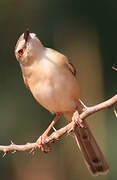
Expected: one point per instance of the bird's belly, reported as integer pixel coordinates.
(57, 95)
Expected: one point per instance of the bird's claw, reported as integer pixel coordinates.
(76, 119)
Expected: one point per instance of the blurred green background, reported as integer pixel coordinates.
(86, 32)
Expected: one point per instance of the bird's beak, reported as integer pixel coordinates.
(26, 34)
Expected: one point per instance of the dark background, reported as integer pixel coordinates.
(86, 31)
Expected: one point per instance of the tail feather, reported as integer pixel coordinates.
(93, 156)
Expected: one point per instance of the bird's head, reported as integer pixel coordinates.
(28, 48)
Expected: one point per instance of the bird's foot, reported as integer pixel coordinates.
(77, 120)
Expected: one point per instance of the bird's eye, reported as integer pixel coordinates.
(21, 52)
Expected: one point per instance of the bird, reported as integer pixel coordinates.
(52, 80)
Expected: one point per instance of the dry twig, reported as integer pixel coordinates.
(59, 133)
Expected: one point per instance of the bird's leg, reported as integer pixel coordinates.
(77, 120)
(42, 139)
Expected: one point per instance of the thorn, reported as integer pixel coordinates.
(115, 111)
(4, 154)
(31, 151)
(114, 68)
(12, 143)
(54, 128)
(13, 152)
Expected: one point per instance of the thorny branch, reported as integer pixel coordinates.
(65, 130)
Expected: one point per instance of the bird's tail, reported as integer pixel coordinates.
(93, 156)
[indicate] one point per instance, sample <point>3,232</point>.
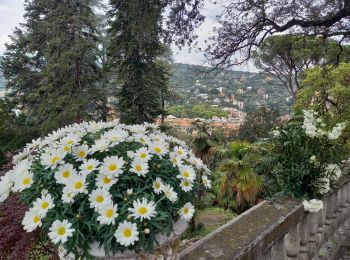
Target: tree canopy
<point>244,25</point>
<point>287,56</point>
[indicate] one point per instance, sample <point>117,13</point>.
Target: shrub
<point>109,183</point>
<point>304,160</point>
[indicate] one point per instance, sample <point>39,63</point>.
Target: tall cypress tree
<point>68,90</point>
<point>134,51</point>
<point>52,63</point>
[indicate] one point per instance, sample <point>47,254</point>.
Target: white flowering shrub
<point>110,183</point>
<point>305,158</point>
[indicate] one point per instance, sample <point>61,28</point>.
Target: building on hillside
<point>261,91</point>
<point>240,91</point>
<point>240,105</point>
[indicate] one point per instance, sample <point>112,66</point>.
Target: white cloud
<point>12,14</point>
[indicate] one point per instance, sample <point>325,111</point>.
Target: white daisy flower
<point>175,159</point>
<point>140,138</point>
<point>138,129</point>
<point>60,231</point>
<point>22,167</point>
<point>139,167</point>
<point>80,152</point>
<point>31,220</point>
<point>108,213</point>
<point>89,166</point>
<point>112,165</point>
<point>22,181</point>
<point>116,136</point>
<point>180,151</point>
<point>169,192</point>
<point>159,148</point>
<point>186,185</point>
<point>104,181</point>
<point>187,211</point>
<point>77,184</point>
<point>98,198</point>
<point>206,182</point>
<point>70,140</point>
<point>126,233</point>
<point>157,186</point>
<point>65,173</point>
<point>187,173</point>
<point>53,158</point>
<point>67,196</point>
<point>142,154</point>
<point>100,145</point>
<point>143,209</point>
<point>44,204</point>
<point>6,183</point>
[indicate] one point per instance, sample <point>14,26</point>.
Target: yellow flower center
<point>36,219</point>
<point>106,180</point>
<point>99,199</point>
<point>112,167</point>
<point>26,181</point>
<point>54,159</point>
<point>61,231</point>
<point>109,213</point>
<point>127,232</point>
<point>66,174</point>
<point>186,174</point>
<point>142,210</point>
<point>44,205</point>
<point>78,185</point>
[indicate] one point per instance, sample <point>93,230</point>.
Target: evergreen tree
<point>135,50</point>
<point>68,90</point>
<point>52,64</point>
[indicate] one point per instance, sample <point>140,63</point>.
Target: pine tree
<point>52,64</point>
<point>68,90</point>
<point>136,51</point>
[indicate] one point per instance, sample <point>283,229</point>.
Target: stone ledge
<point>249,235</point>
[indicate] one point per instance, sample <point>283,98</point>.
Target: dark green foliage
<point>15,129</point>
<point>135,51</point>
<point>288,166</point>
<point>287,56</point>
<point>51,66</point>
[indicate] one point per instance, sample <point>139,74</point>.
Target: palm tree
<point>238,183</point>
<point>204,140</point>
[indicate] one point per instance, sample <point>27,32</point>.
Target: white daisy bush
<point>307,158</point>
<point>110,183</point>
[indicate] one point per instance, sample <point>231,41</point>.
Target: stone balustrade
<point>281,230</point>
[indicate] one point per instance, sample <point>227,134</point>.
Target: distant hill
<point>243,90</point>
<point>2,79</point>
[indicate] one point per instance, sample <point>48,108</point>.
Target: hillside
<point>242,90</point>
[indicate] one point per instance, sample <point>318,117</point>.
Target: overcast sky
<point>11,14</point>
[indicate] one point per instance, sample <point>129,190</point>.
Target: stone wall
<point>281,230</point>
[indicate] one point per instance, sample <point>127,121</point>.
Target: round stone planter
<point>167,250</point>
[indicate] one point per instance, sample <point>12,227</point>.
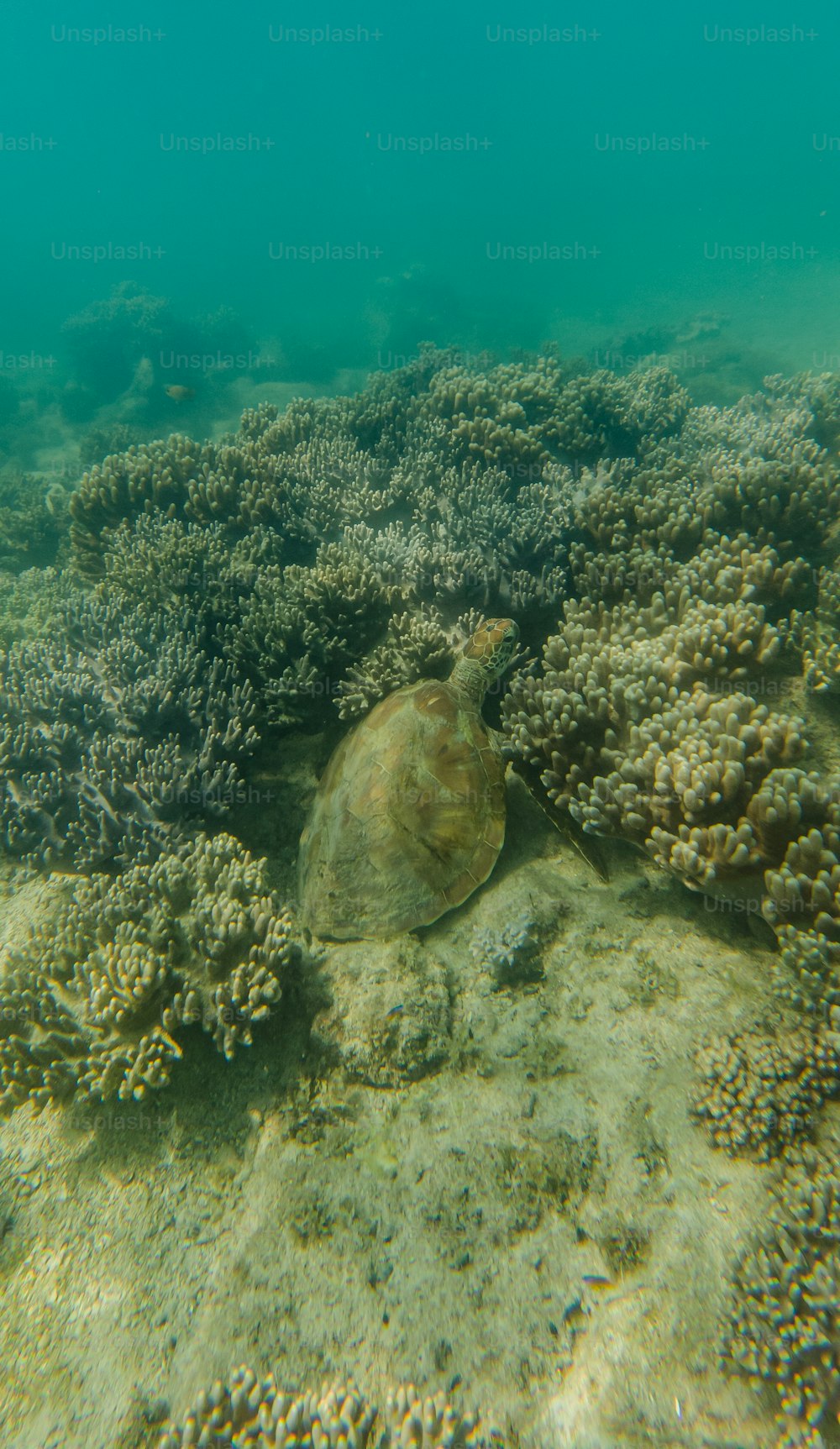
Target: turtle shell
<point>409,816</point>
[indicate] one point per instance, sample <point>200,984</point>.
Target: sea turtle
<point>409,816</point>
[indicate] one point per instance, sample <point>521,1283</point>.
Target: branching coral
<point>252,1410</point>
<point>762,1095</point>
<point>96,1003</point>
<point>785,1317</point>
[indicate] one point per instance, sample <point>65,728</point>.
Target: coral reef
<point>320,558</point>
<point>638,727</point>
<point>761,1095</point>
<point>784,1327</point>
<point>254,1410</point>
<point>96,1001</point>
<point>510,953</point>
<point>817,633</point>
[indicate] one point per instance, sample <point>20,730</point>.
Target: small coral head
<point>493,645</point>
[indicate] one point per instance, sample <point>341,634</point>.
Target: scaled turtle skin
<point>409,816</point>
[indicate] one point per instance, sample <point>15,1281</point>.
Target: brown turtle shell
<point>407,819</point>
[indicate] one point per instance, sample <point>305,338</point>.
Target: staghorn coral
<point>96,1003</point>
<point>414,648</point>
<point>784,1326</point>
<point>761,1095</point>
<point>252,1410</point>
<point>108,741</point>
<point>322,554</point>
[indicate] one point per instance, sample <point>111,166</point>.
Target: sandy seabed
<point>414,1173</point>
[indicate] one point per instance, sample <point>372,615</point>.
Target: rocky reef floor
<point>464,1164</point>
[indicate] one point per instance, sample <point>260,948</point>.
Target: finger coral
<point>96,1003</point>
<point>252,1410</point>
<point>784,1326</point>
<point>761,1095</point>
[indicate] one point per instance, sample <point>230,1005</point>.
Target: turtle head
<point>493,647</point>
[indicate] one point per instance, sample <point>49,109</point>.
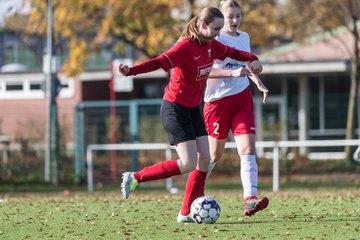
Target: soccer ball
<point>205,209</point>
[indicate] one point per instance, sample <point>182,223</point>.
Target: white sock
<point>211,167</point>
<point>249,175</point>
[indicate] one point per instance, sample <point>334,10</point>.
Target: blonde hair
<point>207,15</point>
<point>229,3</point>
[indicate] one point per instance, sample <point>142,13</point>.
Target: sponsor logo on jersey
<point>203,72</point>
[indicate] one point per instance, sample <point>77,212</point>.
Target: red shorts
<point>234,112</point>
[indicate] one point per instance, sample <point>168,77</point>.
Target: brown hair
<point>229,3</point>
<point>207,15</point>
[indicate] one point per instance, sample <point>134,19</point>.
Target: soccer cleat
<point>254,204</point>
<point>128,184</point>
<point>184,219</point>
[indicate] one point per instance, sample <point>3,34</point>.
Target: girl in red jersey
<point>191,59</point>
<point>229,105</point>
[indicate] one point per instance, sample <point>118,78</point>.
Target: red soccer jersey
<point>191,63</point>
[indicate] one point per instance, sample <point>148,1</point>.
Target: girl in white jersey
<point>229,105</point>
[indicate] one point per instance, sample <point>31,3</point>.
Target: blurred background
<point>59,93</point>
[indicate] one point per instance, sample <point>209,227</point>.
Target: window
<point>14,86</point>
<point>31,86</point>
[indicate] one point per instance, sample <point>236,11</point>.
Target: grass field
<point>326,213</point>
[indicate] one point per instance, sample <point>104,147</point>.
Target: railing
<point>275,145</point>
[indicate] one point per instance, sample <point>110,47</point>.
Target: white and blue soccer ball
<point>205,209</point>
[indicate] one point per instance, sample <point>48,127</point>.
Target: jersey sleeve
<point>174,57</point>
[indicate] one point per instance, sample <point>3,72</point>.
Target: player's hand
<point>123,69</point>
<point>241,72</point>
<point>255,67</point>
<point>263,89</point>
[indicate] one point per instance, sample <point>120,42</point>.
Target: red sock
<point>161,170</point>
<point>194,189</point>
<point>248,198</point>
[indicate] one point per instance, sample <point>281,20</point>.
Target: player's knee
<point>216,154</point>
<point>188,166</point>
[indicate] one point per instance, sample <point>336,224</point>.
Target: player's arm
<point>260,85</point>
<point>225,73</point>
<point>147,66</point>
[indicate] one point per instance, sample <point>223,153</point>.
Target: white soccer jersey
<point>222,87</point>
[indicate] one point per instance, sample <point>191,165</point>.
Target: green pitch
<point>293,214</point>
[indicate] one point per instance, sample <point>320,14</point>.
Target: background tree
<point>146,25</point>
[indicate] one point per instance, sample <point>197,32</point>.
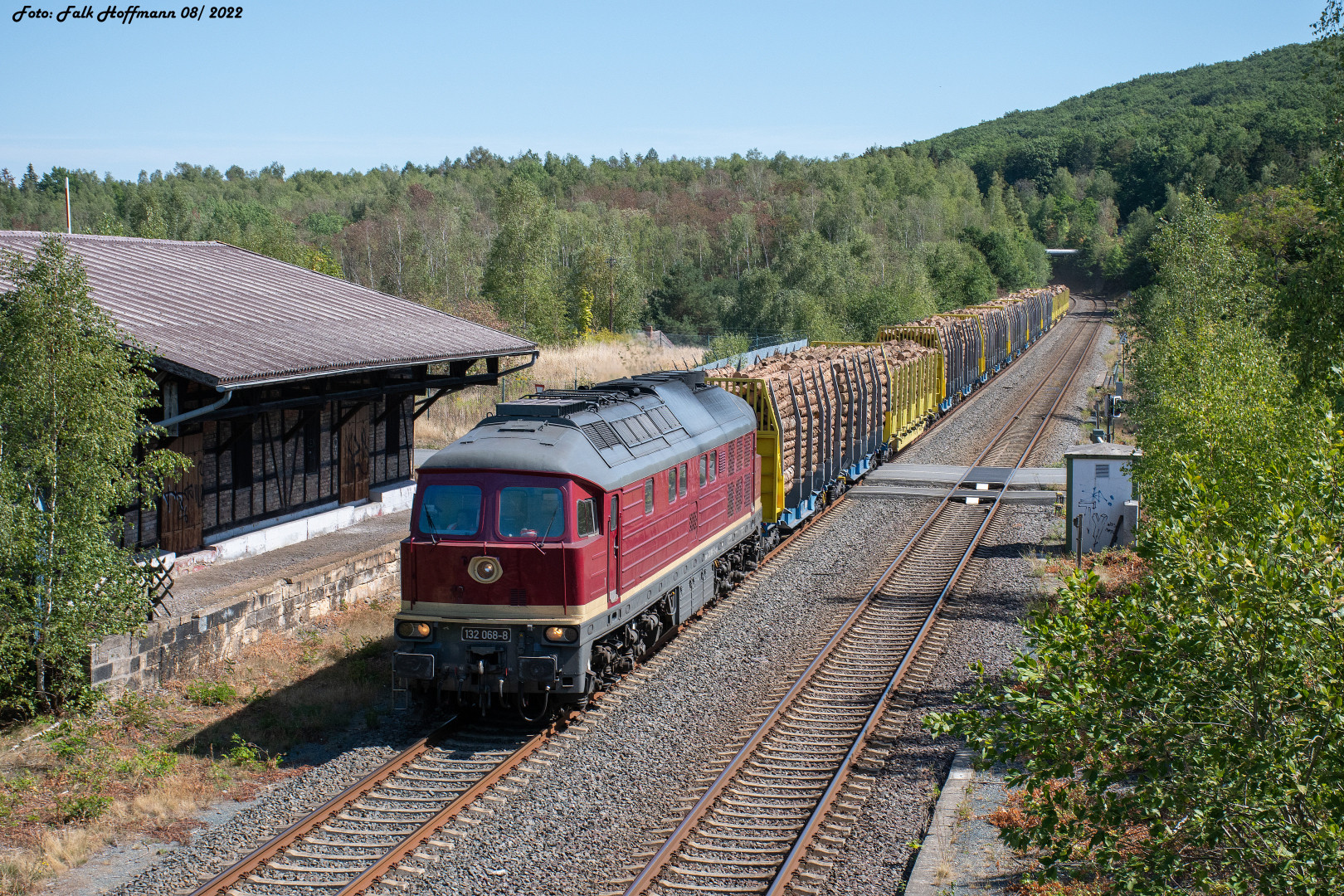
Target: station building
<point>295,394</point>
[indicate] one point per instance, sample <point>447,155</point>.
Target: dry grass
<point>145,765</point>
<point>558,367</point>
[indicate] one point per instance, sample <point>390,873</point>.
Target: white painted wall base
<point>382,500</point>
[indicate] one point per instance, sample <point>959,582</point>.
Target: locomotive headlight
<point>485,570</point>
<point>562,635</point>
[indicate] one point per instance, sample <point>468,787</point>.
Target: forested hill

§ Work request
What you give back should be exactly the lines from the line holding "Target: player's hand" through the final line of the material, both ends included, and please leave out the pictures.

§ Reply to the exercise
Target: player's hand
<point>123,69</point>
<point>241,72</point>
<point>255,67</point>
<point>263,89</point>
[indicate] one point per instance, sample <point>120,42</point>.
Target: red sock
<point>161,170</point>
<point>194,189</point>
<point>248,198</point>
[indicate] one point per instance, sample <point>281,20</point>.
Target: player's knee
<point>216,154</point>
<point>188,166</point>
[indicate] one point per instance, sample <point>336,224</point>.
Target: player's arm
<point>260,85</point>
<point>225,73</point>
<point>147,66</point>
[indicate] one point per instance, sample <point>223,153</point>.
Target: white soccer jersey
<point>222,87</point>
[indicate] one point per instance, sample <point>191,165</point>.
Target: green pitch
<point>293,214</point>
[indicate] one point per instance, sample <point>320,14</point>.
Target: background tree
<point>146,25</point>
[indicate] one point per instance, sample <point>197,32</point>.
Target: station building
<point>295,394</point>
[indicate] one point per instance, sample <point>447,155</point>.
Target: dry grass
<point>145,765</point>
<point>558,367</point>
[indicate] one point per instance, sample <point>390,873</point>.
Target: white painted wall base
<point>382,500</point>
[indicate] one point per instance, sample <point>959,582</point>.
Target: locomotive headlight
<point>485,570</point>
<point>562,635</point>
[indicate] one point per instance, sample <point>468,787</point>.
Target: forested hill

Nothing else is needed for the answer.